(Natural language region descriptions)
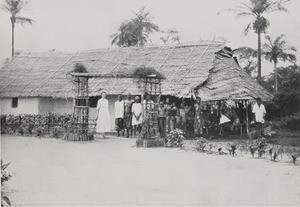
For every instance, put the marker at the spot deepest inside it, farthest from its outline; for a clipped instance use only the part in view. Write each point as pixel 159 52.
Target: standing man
pixel 168 106
pixel 137 116
pixel 259 114
pixel 128 115
pixel 119 114
pixel 161 120
pixel 199 120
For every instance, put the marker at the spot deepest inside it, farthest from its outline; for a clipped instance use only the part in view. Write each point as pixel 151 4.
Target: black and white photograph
pixel 150 102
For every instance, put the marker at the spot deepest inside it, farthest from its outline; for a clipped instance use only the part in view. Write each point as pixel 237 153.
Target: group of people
pixel 128 114
pixel 190 116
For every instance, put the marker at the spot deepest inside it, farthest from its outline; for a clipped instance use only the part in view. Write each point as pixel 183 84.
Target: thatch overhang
pixel 185 66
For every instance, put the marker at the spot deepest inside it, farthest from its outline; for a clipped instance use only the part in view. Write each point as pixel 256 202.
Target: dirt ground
pixel 113 171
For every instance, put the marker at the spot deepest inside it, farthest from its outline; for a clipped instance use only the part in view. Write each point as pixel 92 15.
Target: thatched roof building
pixel 185 66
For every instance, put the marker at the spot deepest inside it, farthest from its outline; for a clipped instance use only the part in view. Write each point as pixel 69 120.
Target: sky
pixel 77 25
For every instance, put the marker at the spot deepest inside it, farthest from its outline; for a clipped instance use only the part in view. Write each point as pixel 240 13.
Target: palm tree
pixel 247 57
pixel 278 50
pixel 14 7
pixel 256 9
pixel 136 31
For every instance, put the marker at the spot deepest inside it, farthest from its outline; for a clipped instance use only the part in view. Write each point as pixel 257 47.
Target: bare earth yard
pixel 113 171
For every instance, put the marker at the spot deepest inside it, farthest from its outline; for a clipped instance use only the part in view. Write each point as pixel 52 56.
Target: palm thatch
pixel 184 66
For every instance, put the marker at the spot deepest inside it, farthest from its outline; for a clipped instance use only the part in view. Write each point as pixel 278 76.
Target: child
pixel 137 118
pixel 162 111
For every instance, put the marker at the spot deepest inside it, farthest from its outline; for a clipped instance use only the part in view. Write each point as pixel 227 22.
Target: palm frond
pixel 23 20
pixel 267 47
pixel 243 14
pixel 247 28
pixel 280 39
pixel 270 40
pixel 277 5
pixel 288 57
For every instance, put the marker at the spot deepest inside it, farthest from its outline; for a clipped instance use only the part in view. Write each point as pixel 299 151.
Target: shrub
pixel 5 176
pixel 175 138
pixel 37 125
pixel 291 122
pixel 283 104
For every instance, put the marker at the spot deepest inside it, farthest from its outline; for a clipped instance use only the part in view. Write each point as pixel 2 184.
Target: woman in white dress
pixel 103 118
pixel 137 118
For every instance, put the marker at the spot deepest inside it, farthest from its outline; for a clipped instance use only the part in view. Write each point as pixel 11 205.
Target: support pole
pixel 247 118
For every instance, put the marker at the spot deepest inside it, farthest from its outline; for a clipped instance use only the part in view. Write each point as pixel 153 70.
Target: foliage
pixel 290 122
pixel 282 105
pixel 79 68
pixel 201 144
pixel 175 138
pixel 170 35
pixel 288 80
pixel 278 50
pixel 143 72
pixel 14 7
pixel 247 58
pixel 54 125
pixel 256 10
pixel 5 176
pixel 135 32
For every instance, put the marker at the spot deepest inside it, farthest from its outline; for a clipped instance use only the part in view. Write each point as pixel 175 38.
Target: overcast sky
pixel 76 25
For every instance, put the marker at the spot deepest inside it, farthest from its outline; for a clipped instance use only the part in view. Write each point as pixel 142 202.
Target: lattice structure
pixel 151 86
pixel 81 108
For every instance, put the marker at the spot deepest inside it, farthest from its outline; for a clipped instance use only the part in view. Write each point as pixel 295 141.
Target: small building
pixel 38 83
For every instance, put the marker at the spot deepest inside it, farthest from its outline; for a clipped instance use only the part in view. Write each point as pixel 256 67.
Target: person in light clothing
pixel 128 115
pixel 137 117
pixel 103 118
pixel 259 114
pixel 119 114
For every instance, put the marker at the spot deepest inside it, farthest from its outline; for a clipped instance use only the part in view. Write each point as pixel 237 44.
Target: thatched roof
pixel 185 66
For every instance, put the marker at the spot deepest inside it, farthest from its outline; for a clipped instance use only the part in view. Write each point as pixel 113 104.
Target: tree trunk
pixel 276 81
pixel 12 40
pixel 259 57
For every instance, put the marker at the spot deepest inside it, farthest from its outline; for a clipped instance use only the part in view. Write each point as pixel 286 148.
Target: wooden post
pixel 247 118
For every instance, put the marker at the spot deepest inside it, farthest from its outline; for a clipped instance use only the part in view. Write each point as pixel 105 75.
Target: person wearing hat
pixel 259 112
pixel 137 111
pixel 128 114
pixel 103 117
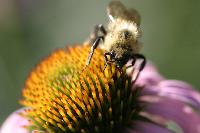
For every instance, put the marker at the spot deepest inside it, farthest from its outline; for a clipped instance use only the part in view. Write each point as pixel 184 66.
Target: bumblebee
pixel 121 39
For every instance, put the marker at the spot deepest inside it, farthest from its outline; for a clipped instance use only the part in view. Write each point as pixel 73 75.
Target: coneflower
pixel 62 95
pixel 65 96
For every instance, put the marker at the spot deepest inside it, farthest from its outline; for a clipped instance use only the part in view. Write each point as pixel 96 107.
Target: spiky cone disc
pixel 62 95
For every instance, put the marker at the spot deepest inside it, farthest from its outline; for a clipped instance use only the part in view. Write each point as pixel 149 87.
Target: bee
pixel 121 39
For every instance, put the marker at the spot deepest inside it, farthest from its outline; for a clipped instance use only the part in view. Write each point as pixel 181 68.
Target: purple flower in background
pixel 169 106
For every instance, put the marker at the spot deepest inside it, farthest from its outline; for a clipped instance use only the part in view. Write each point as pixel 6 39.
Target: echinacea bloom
pixel 61 95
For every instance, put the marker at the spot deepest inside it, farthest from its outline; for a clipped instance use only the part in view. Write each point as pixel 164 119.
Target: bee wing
pixel 116 9
pixel 134 16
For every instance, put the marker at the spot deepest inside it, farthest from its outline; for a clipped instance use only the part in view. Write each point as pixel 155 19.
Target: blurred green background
pixel 31 29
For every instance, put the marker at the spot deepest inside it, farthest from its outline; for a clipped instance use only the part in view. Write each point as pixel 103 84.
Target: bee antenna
pixel 111 18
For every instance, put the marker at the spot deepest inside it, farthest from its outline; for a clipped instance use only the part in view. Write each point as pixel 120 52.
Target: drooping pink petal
pixel 146 127
pixel 149 76
pixel 174 89
pixel 15 123
pixel 173 110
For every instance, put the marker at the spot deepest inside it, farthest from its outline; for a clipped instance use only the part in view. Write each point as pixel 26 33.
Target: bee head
pixel 125 31
pixel 120 56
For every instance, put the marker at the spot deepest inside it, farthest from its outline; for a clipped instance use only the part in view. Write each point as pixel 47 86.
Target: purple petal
pixel 15 123
pixel 146 127
pixel 176 90
pixel 173 110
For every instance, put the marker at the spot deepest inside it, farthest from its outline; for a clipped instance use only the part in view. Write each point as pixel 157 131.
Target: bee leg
pixel 137 71
pixel 94 46
pixel 106 59
pixel 132 63
pixel 140 56
pixel 95 33
pixel 101 28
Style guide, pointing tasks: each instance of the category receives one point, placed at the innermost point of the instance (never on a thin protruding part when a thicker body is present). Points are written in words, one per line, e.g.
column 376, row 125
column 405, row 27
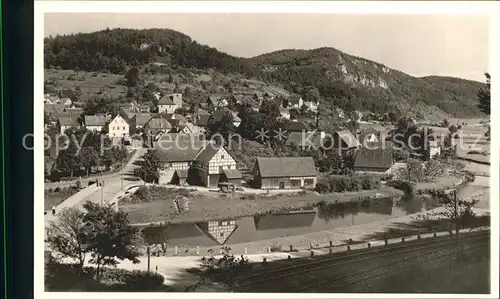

**Work instruction**
Reproduce the entries above without change, omitting all pictures.

**Solution to this task**
For every instance, put the marker at the spot deepest inside it, farthest from its outline; for a clipped instance use only the part in view. Write each point as pixel 159 52.
Target: standing man
pixel 168 106
pixel 137 116
pixel 259 114
pixel 128 115
pixel 119 114
pixel 161 120
pixel 199 120
For every instance, put the marker at the spot deepest inside it, farthest from its outline; for a clipped instance use only the part in view. Write each point as pixel 151 4.
Target: black and white photograph
pixel 150 102
For every instance, put the marker at the spot deepest inside it, farthest from its outline; for a clipped instance use only the part in view. Write each point as pixel 237 153.
Target: group of people
pixel 128 114
pixel 190 116
For every instance, put the marker at the spot deepest inside it, farthest from its outline; for a clipped instance use only the part in view. Write each point as pixel 183 84.
Target: thatch overhang
pixel 185 66
For every instance, put the marker at the spot deepest inside it, farthest from its outline; for a clipped instance use only the part in view. Write each point as pixel 256 202.
Target: dirt ground
pixel 113 171
For every instance, put the marker at the spot deepest inside it, farthest from its outline; for a clipped instance use only the part in view. Write each point as pixel 92 15.
Target: thatched roof building
pixel 185 66
For every instance, put the marker at the spot deepest inside it, farthest from its outline; for a clipped instance use only the part in view. Write each point as pixel 69 120.
Target: sky
pixel 77 25
For every instance, put the marker at the spot deepest inside it, farthest from its outline; for a clipped instance use only the part in view. Write each point as pixel 240 13.
Target: palm tree
pixel 247 57
pixel 278 50
pixel 14 7
pixel 256 9
pixel 136 31
For every instance, put the marker at the spot deepest inside it, farthest from its outline; for a clipped instance use only the part in view. Write each point as pixel 257 47.
Target: bare earth yard
pixel 113 171
For every instance, put the marker at the spot deepest inside it, farthest from its outline; for a clipped instance use only the part in view. Write each point as pixel 52 56.
Target: palm thatch
pixel 184 66
For every instance, put the marker at the spot deepest inside it, farthest from its outline; for a clipped instance use only the part in view. Write each point as pixel 278 76.
Target: child
pixel 137 118
pixel 162 111
For every instance, put the marker at the spot deepest inside it, farthest from its outline; for a clipped instance use only the part in view. Write each point as pixel 227 22.
Target: palm frond
pixel 23 20
pixel 267 47
pixel 243 14
pixel 247 28
pixel 280 39
pixel 270 40
pixel 277 5
pixel 288 57
For every instance, put the marker at the spot deepest inside it, farthest from its outline; for a clipped instance use only the part in view. Write each point as pixel 299 151.
Target: shrub
pixel 5 176
pixel 175 138
pixel 37 125
pixel 291 122
pixel 283 104
For every instance, put the marker at the spot deepest inside it, farthest from its outline; for a clipped instance use only the part in view. Write each point as pixel 2 184.
Target: woman in white dress
pixel 103 118
pixel 137 118
For every instance, put the marker at the spot deepest inside it, farthest from its outline; for a clipped instance use only the part in view. Write each point as pixel 11 205.
Target: support pole
pixel 247 118
For every instance, put the marker at the spot deepest inside it, farthest from its outline; for a clipped instance use only the part in view. Write each point as pixel 153 70.
Target: foliage
pixel 290 122
pixel 282 105
pixel 79 68
pixel 201 144
pixel 175 138
pixel 170 35
pixel 288 80
pixel 278 50
pixel 143 72
pixel 14 7
pixel 247 58
pixel 54 125
pixel 256 10
pixel 5 176
pixel 135 32
For every instance, put the marker at the spot deepest inside it, farthest from its outline; for a clipped instance use only the part in view. Write each point as pixel 175 38.
Target: overcast sky
pixel 76 25
For every instance, put the marker at the spot deepest inside it, farthest from its outline; for a clipped instance use only the part in view. Write each point as pixel 142 202.
Target: lattice structure
pixel 151 86
pixel 81 108
For every instance, put the marker at the spot deepest inside it, farthest from its outline; for a clipped instance use only the part in view. Write each point as pixel 295 141.
Target: small building
pixel 38 83
For every instance, put the marker at the spot deepest inside it, farthest from its outline; for a clipped instance use only the part in view. Write each point as pixel 256 67.
Target: person in light clothing
pixel 128 115
pixel 137 117
pixel 103 118
pixel 259 114
pixel 119 114
For every instance, put the marker at the spot deepest inside it, farthest from its outline; for a clipped instance use only the part in view. Write each point as pixel 237 44.
Target: thatched roof
pixel 185 66
For every instance, put the marker at the spot deepest inside it, farthest from its outline; for a clipped instance use only the part in view. Write each point as pixel 113 104.
Target: tree trunk
pixel 276 81
pixel 12 40
pixel 259 57
For every instance, put the marker at the spot deepest inside it, farthest from its outline; for a clipped instance use only the part in view. Write each point as pixel 286 148.
Target: wooden post
pixel 247 118
For every instance, put the marker at the spot deepest inside it, farthest from its outline; for a clipped instance use only the part in view. Write each point as pixel 105 75.
Target: person wearing hat
pixel 259 112
pixel 137 111
pixel 128 114
pixel 103 117
For every instance, put the marker at the spot deepest inside it, farthest from its outline; for a clipped instance use only the part in view. Write each point as pixel 184 66.
Target: bumblebee
pixel 121 39
For every instance, put the marker at the spot deepest inside it, farthest from its outline; for a clipped instance use only the part in view. Write each point as pixel 73 75.
Target: coneflower
pixel 62 95
pixel 65 96
For every instance, put the marker at the spot deepest inside it, farthest from its outline; for a clipped instance use only the part in view. Write each point as pixel 96 107.
Target: spiky cone disc
pixel 62 95
For every instance, put the marker at the spot deepest inside it, farthest from its outline; for a clipped instance use only the part in view. Write each point as pixel 149 87.
Target: bee
pixel 121 39
For every instance, put the marker at the spot deepest inside it, farthest from its outline; for a clipped instance use only the part in view. Write each point as pixel 181 68.
Target: purple flower in background
pixel 169 106
For every instance, put the marker at the spot deepest inside it, farthest from its outline; for a clipped instance use only the part in view. Write each point as pixel 6 39.
Target: echinacea bloom
pixel 61 95
For every instance, put the marker at the spot deepest inside it, farthest from its outline; for a clipped instance use only the part in view. Write each point as pixel 164 119.
Target: bee wing
pixel 116 9
pixel 134 16
For every instance, put the marker at the spot deepest inside it, farthest from its outline; for a clipped instance use only the part in view. Write each point as pixel 155 19.
Target: blurred green background
pixel 31 29
For every instance, put the marker at the spot deepest inside it, farthest from its outline; for a clipped instance use only the part in view. Write each point as pixel 103 84.
Target: bee antenna
pixel 111 18
For every instance, put the marker at the spot deepest inside it, farthest from its outline; for a clipped instance use only the part in view. Write each point as pixel 120 52.
Target: drooping pink petal
pixel 146 127
pixel 149 76
pixel 174 89
pixel 15 123
pixel 173 110
For every instance, put the marker at the spot deepest inside it, farthest from its outline; for a clipped instance use only the part in view. Write each point as pixel 26 33.
Target: bee head
pixel 125 31
pixel 120 56
For every instance, put the marker at the spot deepest inside it, farthest from its outline; for a clipped instance use only the part in view. Write each point as pixel 47 86.
Target: purple petal
pixel 15 123
pixel 146 127
pixel 176 90
pixel 173 110
For every instance, put the marker at the spot deepest inside it, farthest from its outline; for a clipped instance use only the part in view. Write each point as pixel 157 131.
Target: bee leg
pixel 137 71
pixel 94 46
pixel 106 59
pixel 132 63
pixel 140 56
pixel 95 33
pixel 101 28
Style guide, pointing tasks: each instance of the category receives one point, placed at the innermost point of the instance (never on a thin protruding part when a thicker body is present). Points are written in words, one per line, e.g.
column 376, row 125
column 405, row 27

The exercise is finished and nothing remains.